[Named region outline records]
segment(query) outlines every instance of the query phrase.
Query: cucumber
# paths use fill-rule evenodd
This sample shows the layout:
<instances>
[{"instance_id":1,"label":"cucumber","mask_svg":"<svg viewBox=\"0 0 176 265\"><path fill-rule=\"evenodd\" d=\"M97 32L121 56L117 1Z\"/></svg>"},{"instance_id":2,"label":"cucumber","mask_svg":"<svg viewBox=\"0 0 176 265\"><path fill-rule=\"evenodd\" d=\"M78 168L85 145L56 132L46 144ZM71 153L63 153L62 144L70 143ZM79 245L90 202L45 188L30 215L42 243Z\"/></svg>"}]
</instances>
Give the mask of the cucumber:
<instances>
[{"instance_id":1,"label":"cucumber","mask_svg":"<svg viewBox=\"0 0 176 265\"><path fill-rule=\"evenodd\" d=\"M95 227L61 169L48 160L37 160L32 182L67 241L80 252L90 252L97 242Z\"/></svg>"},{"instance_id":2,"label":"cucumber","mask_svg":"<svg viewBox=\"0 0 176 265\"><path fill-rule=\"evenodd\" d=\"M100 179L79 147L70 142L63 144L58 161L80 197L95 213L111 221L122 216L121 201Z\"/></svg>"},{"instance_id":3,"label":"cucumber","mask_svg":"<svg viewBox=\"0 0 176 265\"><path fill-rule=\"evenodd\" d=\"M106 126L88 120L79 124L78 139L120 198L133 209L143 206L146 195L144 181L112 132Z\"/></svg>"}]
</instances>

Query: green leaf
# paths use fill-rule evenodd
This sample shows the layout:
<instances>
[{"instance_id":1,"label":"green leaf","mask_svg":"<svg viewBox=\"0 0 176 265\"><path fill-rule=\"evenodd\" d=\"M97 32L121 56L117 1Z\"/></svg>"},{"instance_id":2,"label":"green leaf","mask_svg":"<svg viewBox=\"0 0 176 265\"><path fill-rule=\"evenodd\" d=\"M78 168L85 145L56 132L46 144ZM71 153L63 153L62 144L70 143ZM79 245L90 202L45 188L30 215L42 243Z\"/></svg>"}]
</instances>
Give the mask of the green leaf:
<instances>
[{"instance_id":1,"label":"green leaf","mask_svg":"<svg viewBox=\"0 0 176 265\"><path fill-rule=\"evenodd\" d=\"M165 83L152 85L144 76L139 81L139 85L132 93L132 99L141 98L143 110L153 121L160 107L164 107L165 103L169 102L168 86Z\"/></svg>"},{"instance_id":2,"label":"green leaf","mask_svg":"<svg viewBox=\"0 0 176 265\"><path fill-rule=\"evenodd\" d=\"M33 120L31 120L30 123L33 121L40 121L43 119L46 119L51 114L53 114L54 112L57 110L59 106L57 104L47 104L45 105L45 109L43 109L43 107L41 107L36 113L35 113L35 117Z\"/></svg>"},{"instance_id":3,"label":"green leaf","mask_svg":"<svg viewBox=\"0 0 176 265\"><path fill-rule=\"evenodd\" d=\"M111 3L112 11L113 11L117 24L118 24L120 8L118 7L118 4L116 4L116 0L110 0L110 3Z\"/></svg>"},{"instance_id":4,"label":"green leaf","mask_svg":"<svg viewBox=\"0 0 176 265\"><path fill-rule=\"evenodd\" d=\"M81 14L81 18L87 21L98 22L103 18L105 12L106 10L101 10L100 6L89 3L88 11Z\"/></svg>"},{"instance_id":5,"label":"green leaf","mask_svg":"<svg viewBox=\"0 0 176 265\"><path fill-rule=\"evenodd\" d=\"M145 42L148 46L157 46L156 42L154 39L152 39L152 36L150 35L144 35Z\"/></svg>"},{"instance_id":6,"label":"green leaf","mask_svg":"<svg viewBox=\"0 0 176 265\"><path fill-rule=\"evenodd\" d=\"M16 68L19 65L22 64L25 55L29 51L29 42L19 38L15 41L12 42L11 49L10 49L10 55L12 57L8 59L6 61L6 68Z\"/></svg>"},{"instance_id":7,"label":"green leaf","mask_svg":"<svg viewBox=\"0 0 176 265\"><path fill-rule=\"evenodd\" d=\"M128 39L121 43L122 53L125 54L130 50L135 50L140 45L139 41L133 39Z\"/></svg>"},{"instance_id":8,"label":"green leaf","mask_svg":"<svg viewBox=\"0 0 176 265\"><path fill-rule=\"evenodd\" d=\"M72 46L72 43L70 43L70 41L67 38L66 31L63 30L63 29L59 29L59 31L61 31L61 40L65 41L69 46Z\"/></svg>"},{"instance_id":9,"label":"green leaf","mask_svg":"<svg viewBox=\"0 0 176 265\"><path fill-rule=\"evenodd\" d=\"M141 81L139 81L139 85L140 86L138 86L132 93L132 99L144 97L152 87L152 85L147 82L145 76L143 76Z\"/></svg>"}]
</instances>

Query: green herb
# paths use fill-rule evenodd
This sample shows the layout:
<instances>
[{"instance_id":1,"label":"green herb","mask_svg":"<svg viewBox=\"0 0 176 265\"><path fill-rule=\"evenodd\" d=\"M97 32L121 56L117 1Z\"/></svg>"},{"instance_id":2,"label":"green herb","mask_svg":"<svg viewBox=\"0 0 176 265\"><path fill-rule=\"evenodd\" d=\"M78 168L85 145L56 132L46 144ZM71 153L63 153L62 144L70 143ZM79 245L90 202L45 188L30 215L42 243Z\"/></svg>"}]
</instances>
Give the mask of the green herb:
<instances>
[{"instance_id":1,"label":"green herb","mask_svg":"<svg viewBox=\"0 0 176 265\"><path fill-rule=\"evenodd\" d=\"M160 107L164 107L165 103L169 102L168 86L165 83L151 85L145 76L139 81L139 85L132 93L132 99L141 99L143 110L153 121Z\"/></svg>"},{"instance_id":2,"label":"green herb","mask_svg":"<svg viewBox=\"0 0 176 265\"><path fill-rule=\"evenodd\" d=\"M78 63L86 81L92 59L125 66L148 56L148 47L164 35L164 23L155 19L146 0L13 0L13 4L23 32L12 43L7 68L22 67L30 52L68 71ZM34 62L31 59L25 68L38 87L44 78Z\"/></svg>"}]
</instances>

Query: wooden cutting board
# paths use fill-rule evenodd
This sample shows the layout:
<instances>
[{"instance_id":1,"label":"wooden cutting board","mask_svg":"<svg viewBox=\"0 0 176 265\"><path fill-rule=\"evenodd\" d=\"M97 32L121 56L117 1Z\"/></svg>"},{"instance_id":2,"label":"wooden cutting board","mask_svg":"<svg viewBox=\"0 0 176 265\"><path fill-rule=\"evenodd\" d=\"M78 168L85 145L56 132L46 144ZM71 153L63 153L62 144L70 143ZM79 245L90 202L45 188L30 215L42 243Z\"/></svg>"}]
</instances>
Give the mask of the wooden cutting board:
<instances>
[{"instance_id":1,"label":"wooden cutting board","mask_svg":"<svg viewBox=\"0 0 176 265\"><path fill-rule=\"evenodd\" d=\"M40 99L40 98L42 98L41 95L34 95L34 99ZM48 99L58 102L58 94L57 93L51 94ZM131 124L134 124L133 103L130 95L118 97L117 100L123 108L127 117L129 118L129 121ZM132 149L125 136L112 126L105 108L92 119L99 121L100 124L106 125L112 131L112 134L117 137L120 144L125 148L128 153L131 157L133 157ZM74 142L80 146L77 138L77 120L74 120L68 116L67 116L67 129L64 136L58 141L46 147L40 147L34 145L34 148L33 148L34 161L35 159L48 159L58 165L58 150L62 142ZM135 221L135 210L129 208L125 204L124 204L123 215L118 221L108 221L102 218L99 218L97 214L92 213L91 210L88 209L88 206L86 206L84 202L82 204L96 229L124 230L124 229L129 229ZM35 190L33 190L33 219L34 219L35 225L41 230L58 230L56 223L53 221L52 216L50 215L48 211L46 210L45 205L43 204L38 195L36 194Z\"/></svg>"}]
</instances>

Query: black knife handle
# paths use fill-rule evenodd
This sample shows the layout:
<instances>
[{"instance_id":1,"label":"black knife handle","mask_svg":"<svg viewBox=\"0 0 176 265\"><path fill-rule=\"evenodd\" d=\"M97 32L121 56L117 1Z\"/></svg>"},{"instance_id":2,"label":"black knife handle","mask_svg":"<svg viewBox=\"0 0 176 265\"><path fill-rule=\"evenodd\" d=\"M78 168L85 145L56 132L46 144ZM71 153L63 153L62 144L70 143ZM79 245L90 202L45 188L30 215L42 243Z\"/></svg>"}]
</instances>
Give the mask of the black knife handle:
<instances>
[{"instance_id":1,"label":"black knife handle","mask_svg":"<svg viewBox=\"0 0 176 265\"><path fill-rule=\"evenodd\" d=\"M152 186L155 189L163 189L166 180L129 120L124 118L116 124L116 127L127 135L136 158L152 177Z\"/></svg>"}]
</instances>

[Objective]
Copy the data from the line with "Query: wooden cutting board" through the end of the data, keeping every line unchanged.

[Task result]
Query: wooden cutting board
# paths use fill-rule evenodd
This sample shows the layout:
<instances>
[{"instance_id":1,"label":"wooden cutting board","mask_svg":"<svg viewBox=\"0 0 176 265\"><path fill-rule=\"evenodd\" d=\"M97 32L121 56L117 1Z\"/></svg>"},{"instance_id":2,"label":"wooden cutting board","mask_svg":"<svg viewBox=\"0 0 176 265\"><path fill-rule=\"evenodd\" d=\"M78 168L85 145L56 132L46 144ZM71 153L63 153L62 144L70 143ZM79 245L90 202L45 188L30 215L42 243Z\"/></svg>"}]
</instances>
Give the mask of the wooden cutting board:
<instances>
[{"instance_id":1,"label":"wooden cutting board","mask_svg":"<svg viewBox=\"0 0 176 265\"><path fill-rule=\"evenodd\" d=\"M40 99L40 98L42 98L41 95L34 95L34 99ZM48 99L58 102L58 94L57 93L51 94ZM131 124L134 124L133 103L130 95L118 97L117 100L123 108L127 117L129 118L129 121ZM132 149L125 136L112 126L105 108L92 119L99 121L100 124L106 125L112 131L112 134L117 137L120 144L125 148L128 153L131 157L133 157ZM74 142L80 146L77 138L77 120L74 120L68 116L67 116L67 129L64 136L58 141L46 147L40 147L34 145L34 148L33 148L34 161L35 159L48 159L58 165L58 150L62 142ZM135 221L135 210L129 208L125 204L124 204L123 215L118 221L108 221L102 218L99 218L97 214L92 213L91 210L88 209L88 206L86 206L84 202L82 204L96 229L124 230L124 229L129 229ZM35 190L33 190L33 219L34 219L35 225L41 230L58 230L56 223L53 221L52 216L50 215L48 211L46 210L45 205L43 204L38 195L36 194Z\"/></svg>"}]
</instances>

Query: black knife handle
# paths use fill-rule evenodd
This sample shows the layout:
<instances>
[{"instance_id":1,"label":"black knife handle","mask_svg":"<svg viewBox=\"0 0 176 265\"><path fill-rule=\"evenodd\" d=\"M97 32L121 56L117 1Z\"/></svg>"},{"instance_id":2,"label":"black knife handle","mask_svg":"<svg viewBox=\"0 0 176 265\"><path fill-rule=\"evenodd\" d=\"M78 168L85 145L56 132L46 144ZM71 153L63 153L62 144L70 143ZM79 245L90 202L45 188L30 215L42 243Z\"/></svg>"}]
</instances>
Give the mask of the black knife handle:
<instances>
[{"instance_id":1,"label":"black knife handle","mask_svg":"<svg viewBox=\"0 0 176 265\"><path fill-rule=\"evenodd\" d=\"M152 186L155 189L163 189L166 180L129 120L124 118L116 124L116 127L127 135L136 158L152 177Z\"/></svg>"}]
</instances>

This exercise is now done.